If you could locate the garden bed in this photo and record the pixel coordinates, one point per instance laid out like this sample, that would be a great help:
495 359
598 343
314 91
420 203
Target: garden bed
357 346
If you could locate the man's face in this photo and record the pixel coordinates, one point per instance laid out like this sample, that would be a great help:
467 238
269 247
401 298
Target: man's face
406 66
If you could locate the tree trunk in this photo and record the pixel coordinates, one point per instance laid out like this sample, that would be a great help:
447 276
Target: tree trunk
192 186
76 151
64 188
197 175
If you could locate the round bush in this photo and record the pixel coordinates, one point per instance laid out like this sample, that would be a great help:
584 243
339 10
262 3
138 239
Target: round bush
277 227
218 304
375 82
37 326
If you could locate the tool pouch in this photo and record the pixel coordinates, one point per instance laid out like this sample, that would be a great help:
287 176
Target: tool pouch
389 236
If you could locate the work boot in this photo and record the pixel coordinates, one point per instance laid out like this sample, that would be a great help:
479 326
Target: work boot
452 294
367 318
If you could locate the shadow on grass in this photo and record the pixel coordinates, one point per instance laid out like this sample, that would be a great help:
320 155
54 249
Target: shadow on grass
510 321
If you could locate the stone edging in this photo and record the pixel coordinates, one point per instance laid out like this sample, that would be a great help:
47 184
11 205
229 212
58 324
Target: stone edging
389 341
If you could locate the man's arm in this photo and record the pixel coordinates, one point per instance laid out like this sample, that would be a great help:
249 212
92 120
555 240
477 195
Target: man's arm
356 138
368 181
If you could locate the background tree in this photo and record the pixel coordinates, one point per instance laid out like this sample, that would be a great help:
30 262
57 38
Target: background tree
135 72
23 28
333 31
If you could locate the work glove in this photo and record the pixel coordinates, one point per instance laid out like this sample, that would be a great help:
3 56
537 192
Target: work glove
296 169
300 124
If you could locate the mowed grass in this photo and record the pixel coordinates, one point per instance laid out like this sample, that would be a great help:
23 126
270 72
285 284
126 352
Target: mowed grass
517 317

==========

**Work to do**
Return all of the items above unchanged, line for line, from the first to the last.

**Output of the exercise**
If you could locate the garden bed in this photo and record the pixel coordinates, one point per instance laid out like this sample, that would be a great help:
495 359
598 343
314 91
420 203
Target: garden bed
357 346
If you could locate the man's face in this photo and record the pixel coordinates, one point per instance laid out like this sample, that would be a great help:
467 238
269 247
401 298
Target: man's face
406 66
If you could locate the tree trunk in this photo and record the pixel coordinates, one point per instance laid out like this sample, that would be a great help:
447 276
Target: tree trunk
192 186
76 151
64 188
197 175
If you could locate the round bush in this photo and record the pixel coordinates, one point per instance laid out like this sample, that would be a great help:
584 243
339 10
262 3
138 239
Target: round bush
277 227
218 304
375 82
37 326
If you could locate the tool pouch in this photo and record the pixel coordinates, one point per instance laid out like this sample, that would be a great help:
287 176
Target: tool pouch
389 236
If you could locate the work boot in this photo and record the pixel coordinates, one point per instance laid out like this sample, that would be a great help:
479 326
Target: work boot
452 294
367 318
If you could locate the shadow on grass in this photo and record the pixel coordinates, one point per instance laid out like this sample, that would be a great help:
320 155
54 249
Target: shadow on grass
510 321
If you could locate the stone edging in this photo and record the pixel coordinates, one point per instance laid out like this sample, that would be a great help:
47 184
11 205
229 212
58 324
Target: stone edging
389 341
If you could locate the man's arm in this photo and record the pixel coordinates, one point per instance laid out like this sample, that would be a great help:
249 212
92 120
555 240
477 195
Target: man's arm
356 138
368 181
If you could locate the background tree in this photo and record the pixel coordinates, one point per instance laid out like this sample, that would be a great help:
30 262
57 38
Target: background tree
135 72
23 28
333 31
If you could locate the work glove in this photo and record the pixel coordinates, one point per instance laid out like this sample, that would be a great help:
3 56
537 192
Target: work glove
296 169
300 124
If you could locate the mowed grass in this photo and record the pixel coordinates, one point per instance laid out like this sample, that would be a great help:
23 126
270 72
285 284
126 352
Target: mowed grass
517 317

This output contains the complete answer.